EXERCISE:
Make an exact copy of the entries, and keep any pictures out of it.

··· GIVEN RECORDS

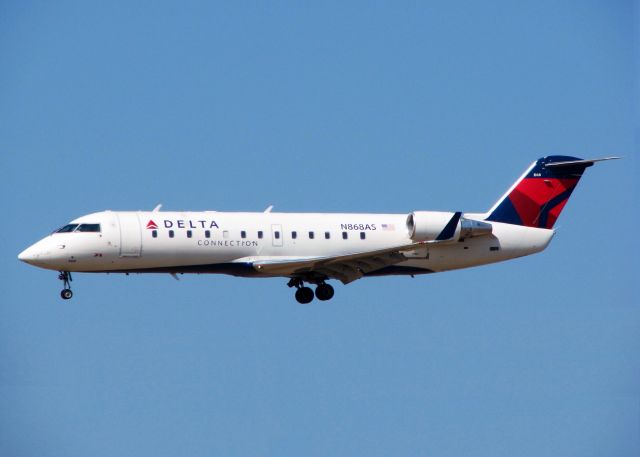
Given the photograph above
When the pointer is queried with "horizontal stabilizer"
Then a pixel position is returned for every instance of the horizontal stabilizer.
(583, 162)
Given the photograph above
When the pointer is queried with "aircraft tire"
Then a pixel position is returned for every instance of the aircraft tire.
(304, 295)
(324, 292)
(66, 294)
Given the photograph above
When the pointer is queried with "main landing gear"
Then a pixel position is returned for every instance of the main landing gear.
(305, 294)
(65, 277)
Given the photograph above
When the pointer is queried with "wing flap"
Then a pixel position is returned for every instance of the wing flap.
(346, 268)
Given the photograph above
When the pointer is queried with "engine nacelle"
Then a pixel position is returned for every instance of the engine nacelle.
(427, 225)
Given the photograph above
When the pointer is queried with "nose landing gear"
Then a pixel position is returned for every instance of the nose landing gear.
(65, 277)
(305, 294)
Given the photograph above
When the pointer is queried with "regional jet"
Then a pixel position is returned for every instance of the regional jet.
(313, 248)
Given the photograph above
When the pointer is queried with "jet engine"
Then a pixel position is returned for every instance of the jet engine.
(438, 226)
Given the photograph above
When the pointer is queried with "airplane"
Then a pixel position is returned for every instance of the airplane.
(313, 248)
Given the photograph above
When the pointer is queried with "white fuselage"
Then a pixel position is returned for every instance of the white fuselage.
(231, 242)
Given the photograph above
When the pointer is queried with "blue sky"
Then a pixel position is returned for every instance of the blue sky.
(347, 107)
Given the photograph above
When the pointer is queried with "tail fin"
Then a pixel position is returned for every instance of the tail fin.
(538, 197)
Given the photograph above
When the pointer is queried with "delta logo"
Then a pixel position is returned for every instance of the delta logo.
(183, 223)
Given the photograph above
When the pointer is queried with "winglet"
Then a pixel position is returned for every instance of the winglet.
(450, 229)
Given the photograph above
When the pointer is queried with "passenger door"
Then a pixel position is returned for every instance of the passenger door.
(276, 235)
(130, 235)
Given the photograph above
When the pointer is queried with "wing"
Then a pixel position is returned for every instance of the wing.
(346, 268)
(349, 267)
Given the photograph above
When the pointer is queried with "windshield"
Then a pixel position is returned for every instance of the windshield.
(88, 228)
(67, 228)
(79, 228)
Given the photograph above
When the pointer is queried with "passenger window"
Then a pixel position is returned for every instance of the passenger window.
(88, 228)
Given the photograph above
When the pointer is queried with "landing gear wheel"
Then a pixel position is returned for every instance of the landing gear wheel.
(304, 295)
(65, 277)
(66, 294)
(324, 292)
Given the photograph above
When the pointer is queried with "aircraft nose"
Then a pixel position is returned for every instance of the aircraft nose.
(29, 255)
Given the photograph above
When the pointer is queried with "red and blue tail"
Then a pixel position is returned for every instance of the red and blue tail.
(538, 197)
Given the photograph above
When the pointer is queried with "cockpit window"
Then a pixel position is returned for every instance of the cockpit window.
(67, 228)
(88, 228)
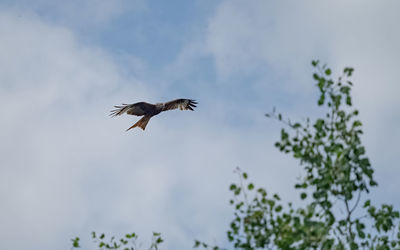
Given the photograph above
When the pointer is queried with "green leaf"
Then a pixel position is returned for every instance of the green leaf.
(328, 71)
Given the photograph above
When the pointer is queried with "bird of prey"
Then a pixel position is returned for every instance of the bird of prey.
(148, 110)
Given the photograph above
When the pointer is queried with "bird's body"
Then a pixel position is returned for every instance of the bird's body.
(148, 110)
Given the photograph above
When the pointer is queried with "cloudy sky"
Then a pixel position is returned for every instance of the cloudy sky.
(67, 168)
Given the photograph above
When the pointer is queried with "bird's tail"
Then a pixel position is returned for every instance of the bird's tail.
(142, 123)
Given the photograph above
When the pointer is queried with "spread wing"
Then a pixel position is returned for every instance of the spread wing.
(182, 104)
(140, 108)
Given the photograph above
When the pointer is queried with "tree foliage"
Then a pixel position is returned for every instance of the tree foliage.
(337, 176)
(127, 242)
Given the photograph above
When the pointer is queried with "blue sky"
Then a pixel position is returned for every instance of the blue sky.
(68, 169)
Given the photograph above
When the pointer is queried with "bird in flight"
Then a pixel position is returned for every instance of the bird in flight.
(148, 110)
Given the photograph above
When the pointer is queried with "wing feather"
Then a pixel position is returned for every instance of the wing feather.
(182, 104)
(139, 109)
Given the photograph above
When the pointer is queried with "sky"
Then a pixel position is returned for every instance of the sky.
(67, 168)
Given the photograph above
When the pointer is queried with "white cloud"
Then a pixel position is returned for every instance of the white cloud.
(68, 169)
(282, 38)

······

WORKED ANSWER:
Given the photograph above
When the pointer is queried with "horizontal stabilizer"
Then a pixel position is returned for every instance of the horizontal stabilizer.
(583, 162)
Given the photograph above
When the pointer is queried with "aircraft tire"
Then a pixel position is returned for every instance of the aircraft tire.
(304, 295)
(324, 292)
(66, 294)
Given the photograph above
When the pointer is queried with "main landing gear"
Then a pixel position is returned for every instance of the main landing gear.
(305, 294)
(65, 277)
Given the photograph above
When the pointer is queried with "wing flap"
Then a pixel position is returned for every instance of the wing flap.
(346, 268)
Given the photograph above
When the pointer is queried with "engine nacelle"
Then a pixel position is returned for every instance of the engine nacelle.
(427, 225)
Given the photograph above
When the pointer is queried with "nose landing gear"
Then a pixel position is returned for every instance of the nose landing gear.
(65, 277)
(305, 294)
Given the photograph above
When the pointer is queried with "regional jet"
Then a pixel position is returned for every instance of the regional jet.
(313, 248)
Given the photograph above
When the pointer is queried with "jet engine"
Then a pixel position is returned for every instance of the jet engine.
(438, 226)
Given the photograph above
When the pointer is queried with "airplane"
Then a pixel position is returned for every instance of the airplane.
(313, 248)
Given the photograph above
When the pointer is queried with "white fuselage"
Then a pixel position is returned for every instance of the white fuselage.
(231, 242)
Given the photograph above
When the pointer is queried with "blue sky"
Then a pixel position is returned for every instance of the blue sky.
(347, 107)
Given the photograph above
When the pointer is queried with "tail fin"
Then a pixel position is returned for every instance of the tail fin.
(538, 197)
Given the photograph above
When the pointer is queried with "delta logo"
Then a pixel position is returned for every instance of the delta logo.
(183, 223)
Given the photograph above
When the pointer is queried with "winglet"
Then a pixel position is returned for every instance of the winglet.
(450, 229)
Given the photograph above
When the pointer is queried with "passenger door"
Then a pixel position is returned for every instance of the passenger door.
(276, 235)
(130, 235)
Given the photograph above
When the pointer is queried with "wing"
Then a pixel position is returned for every instance of the wing.
(346, 268)
(349, 267)
Given the photograph above
When the pointer is queried with "windshield"
Then a pixel position is returned for every instance of the windshield.
(88, 228)
(67, 228)
(79, 228)
Given the photograph above
When the pointer is queried with "passenger window"
Then a pixel position is returned for every instance of the passenger window.
(88, 228)
Given the photograph above
When the pointer is queried with "landing gear wheel"
Then a pixel position is returned for every instance of the landing gear wheel.
(304, 295)
(65, 277)
(66, 294)
(324, 292)
Given the photograph above
When the pointer is queried with "aircraft nose"
Then a pixel position is returned for every instance of the aircraft nose.
(29, 255)
Given the photograph above
When the pointer is queried with "red and blue tail"
Then a pixel position is returned for every instance of the red and blue tail.
(538, 197)
Given the photograph above
When the pointer is queried with "cockpit window"
Then a pixel position is returned for every instance of the cockpit window.
(67, 228)
(88, 228)
Given the photograph above
When the pointer is queried with "green leaf"
Then a pixel position is returned for every instance of the green leaf.
(328, 71)
Given the photograph above
When the pointer is queried with "bird of prey"
Then a pixel position is returned for every instance of the bird of prey.
(148, 110)
Given the photograph above
When the pointer is queried with "bird's body"
Then a pixel position is returned for every instance of the bird's body.
(148, 110)
Given the photograph above
When the pointer is queried with "cloudy sky"
Then a pixel position is returned for every instance of the cloudy sky.
(67, 168)
Given the photograph above
When the pointer is queried with "bird's tail"
Then a pixel position is returned for every instance of the bird's tail.
(142, 123)
Given the photograph above
When the pointer is queried with "spread wing"
Then a pixel position is returned for every instance of the spread wing.
(182, 104)
(140, 108)
Given the photograph above
When the pointer is queried with "tree foliage"
Then a pixel position is returned for every instance of the tree foliage.
(337, 176)
(127, 242)
Given the photograph above
When the pointer is queried with "blue sky"
Then a pixel position is returned for every instance of the blue sky.
(68, 169)
Given the photograph above
When the pointer is queried with "bird in flight"
Then a pixel position is returned for every instance of the bird in flight.
(148, 110)
Given the photograph above
When the pointer is queried with "wing feather"
Then a pixel position is returned for every instance of the wing feather.
(182, 104)
(139, 109)
Given the photograph above
When the pointer is queried with "sky"
Then a pixel position is returned for every instance of the sky.
(67, 168)
Given the photograph above
When the pointer is queried with "white cloud"
Then a pixel position is returned for every instance of the white cloud.
(68, 169)
(282, 38)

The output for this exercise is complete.